**Aim A**
In the excerpt below, what does the "." in the copy command stand for?

#### Excerpt

Or, you can copy this PDB file to your own folder (at your current dir) by

  cp -r /home/sxy227/bioc430/ebd.pdb .

Note that the "." is needed to stand for your current directory.

In the case that you download your own PDB file, before proceeding to the next step, now is a good time to use your favorite text editor to check for a few things:

1.) Are crystal waters present in the PDB file? 
It may be a good idea to delete the waters now and allow the Amber solvation tool to fill them back in later.

2.) Are there any ligands or non-standard residues present in the PDB file? 
Without going into too much detail, non-standard residues are okay 
so long as the residue name and atom names are well defined in the force field you choose.

3.) Are there any residues with missing atoms in the PDB file? 
If so, you would need to take extra preparation steps beforehand to fix the broken residues.

4.) Are there any residues with duplicate coordinates in the PDB file?

########
#### Record set

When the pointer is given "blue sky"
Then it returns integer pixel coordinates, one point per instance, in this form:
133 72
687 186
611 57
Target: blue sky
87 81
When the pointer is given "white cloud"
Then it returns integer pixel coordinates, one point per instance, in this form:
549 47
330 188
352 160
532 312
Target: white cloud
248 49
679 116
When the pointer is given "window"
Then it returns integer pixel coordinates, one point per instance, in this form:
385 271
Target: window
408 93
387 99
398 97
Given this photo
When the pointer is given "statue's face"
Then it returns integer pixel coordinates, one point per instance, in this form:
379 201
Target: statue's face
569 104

########
#### Record set

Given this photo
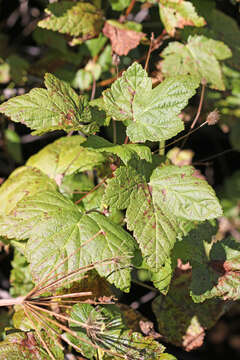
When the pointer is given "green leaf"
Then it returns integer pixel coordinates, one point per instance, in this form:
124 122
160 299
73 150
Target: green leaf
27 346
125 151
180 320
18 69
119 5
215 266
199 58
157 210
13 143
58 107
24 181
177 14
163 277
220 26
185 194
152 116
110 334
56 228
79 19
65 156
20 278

########

**Aim B**
Please show every line of the rows above that contains the word "leaf".

**Response A**
The "." stands for your current directory.

**Response B**
When the pointer is given "green leaf"
Target: green leaf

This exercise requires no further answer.